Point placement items
◇ ◇ ◇ ◇ ◇

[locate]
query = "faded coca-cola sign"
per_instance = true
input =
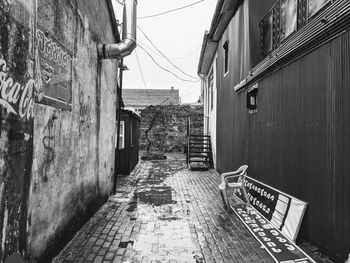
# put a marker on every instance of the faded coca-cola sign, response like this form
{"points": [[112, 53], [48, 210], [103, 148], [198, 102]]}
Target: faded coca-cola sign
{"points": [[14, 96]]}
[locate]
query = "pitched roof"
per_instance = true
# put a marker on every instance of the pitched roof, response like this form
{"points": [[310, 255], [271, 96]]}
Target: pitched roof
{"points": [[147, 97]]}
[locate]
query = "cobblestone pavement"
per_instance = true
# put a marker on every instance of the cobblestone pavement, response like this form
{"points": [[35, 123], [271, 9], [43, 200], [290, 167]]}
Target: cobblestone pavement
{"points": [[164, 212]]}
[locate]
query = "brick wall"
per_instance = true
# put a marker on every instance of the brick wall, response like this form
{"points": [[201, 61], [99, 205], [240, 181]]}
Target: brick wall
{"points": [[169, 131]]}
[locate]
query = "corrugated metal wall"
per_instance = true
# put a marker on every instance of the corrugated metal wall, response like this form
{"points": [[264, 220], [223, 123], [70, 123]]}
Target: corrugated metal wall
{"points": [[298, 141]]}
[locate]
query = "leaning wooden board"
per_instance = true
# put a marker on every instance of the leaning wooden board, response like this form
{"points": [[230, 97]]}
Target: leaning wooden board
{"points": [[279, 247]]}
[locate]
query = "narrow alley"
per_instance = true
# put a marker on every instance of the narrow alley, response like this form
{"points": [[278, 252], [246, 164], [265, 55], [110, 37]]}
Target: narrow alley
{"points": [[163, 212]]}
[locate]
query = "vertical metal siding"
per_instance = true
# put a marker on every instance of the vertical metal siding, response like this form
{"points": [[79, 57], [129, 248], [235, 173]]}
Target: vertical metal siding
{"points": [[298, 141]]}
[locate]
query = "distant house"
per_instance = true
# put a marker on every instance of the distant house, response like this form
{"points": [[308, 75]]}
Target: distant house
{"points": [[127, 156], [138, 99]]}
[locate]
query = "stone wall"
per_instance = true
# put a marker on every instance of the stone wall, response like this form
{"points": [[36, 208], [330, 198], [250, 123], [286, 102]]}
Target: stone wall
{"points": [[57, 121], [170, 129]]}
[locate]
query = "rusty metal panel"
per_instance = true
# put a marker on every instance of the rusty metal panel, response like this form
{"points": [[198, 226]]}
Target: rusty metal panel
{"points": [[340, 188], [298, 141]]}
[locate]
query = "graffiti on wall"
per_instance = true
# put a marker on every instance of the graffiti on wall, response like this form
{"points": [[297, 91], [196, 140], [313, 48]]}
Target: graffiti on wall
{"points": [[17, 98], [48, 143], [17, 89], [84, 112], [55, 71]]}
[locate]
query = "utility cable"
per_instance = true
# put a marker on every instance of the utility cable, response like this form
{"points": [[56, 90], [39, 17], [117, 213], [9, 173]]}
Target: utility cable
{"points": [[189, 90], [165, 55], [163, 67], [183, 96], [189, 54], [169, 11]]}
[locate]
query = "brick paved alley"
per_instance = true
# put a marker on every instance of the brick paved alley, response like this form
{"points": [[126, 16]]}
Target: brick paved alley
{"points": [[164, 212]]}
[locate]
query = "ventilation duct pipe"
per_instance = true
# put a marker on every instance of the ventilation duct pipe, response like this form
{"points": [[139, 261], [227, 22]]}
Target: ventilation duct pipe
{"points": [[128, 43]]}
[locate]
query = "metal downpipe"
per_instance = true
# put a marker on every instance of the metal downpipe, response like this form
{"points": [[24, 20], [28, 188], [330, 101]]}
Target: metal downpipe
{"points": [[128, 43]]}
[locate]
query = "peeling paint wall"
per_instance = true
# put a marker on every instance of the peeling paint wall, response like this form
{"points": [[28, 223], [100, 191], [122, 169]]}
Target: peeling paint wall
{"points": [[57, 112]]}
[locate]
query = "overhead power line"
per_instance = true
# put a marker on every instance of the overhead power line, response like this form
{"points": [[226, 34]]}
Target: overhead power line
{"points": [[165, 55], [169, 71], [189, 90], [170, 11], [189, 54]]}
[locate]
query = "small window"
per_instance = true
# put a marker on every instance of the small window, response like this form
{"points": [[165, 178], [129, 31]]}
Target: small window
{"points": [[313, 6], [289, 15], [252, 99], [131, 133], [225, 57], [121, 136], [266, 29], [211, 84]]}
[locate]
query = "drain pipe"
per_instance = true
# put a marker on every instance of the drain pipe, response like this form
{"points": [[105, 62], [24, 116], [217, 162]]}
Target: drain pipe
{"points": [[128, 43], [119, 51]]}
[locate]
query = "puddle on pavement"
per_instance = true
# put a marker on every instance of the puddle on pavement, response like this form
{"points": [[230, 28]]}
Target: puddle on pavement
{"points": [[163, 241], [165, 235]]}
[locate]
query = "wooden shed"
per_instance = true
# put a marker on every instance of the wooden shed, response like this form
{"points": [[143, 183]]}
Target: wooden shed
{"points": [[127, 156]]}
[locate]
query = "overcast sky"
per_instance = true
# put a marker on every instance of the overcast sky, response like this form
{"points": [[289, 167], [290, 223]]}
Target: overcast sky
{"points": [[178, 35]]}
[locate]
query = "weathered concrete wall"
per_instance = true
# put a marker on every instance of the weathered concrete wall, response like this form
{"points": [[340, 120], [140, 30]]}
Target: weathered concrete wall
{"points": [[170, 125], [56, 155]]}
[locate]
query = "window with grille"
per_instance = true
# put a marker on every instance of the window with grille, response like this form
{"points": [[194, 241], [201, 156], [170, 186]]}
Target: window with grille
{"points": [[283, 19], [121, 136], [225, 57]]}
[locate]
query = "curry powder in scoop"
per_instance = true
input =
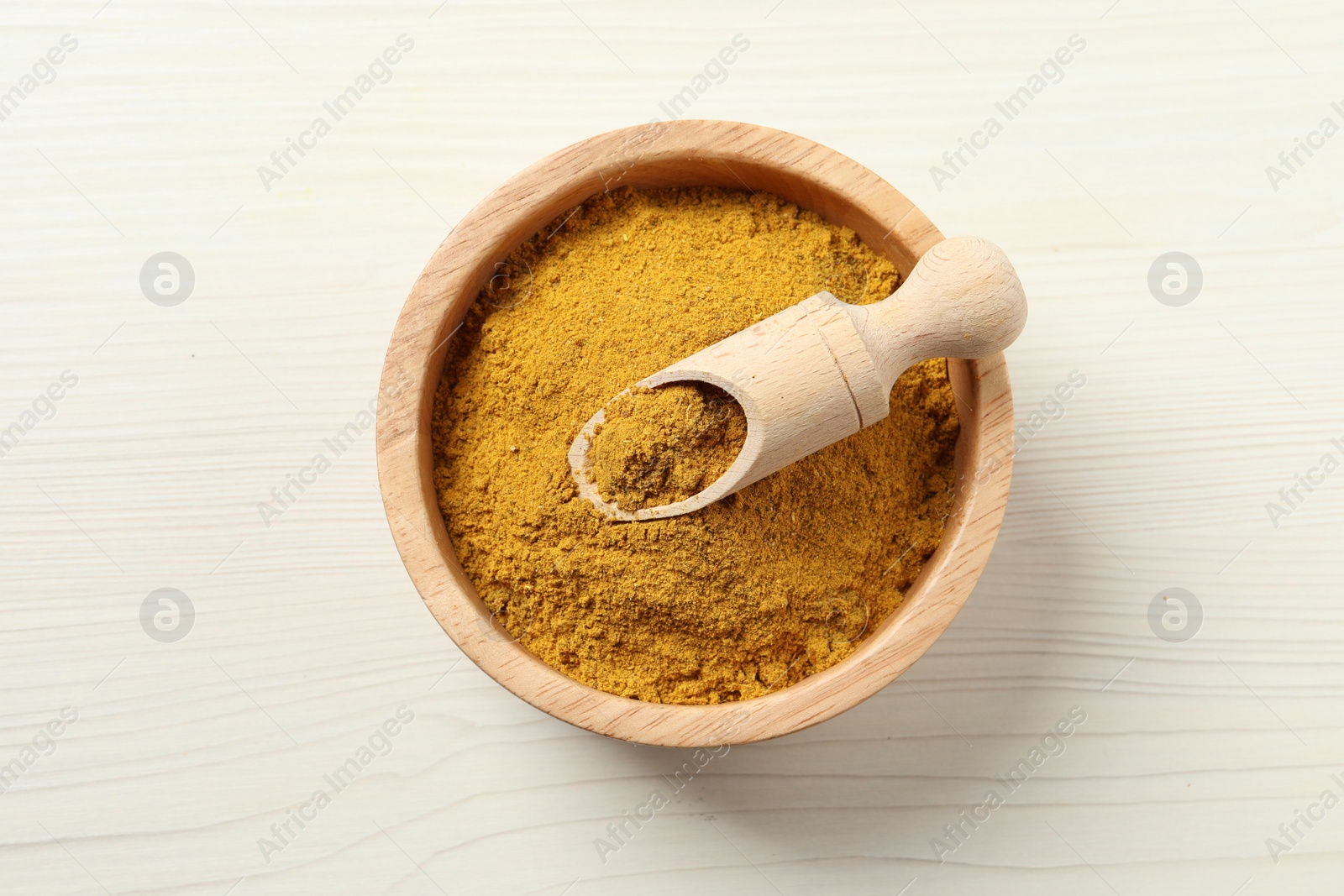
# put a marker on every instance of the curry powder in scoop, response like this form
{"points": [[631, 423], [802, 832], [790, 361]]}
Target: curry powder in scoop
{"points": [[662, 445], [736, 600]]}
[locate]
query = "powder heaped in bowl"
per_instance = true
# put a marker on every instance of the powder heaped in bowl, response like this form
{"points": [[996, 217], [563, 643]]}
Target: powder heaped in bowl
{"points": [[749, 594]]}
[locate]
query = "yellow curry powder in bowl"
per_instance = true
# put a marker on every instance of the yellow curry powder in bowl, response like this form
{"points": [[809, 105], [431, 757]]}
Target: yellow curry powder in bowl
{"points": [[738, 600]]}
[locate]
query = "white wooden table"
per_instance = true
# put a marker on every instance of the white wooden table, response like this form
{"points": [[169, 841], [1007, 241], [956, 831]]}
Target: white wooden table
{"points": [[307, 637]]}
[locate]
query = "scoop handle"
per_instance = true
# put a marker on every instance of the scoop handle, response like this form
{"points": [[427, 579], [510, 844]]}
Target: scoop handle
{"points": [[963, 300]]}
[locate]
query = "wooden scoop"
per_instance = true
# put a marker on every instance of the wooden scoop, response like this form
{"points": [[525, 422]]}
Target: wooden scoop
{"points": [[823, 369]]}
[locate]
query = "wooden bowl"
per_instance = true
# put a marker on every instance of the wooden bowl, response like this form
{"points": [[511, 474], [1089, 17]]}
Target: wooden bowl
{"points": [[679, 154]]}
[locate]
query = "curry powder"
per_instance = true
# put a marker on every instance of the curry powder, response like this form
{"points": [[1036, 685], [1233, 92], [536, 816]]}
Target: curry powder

◇ ◇ ◇ ◇ ◇

→ **Aim**:
Extract every line of the items above that contains the string "rusty", treating case as significant.

→ **Solution for this problem**:
query = "rusty metal panel"
# put a marker on every instance of the rusty metal panel, response like this form
Target: rusty metal panel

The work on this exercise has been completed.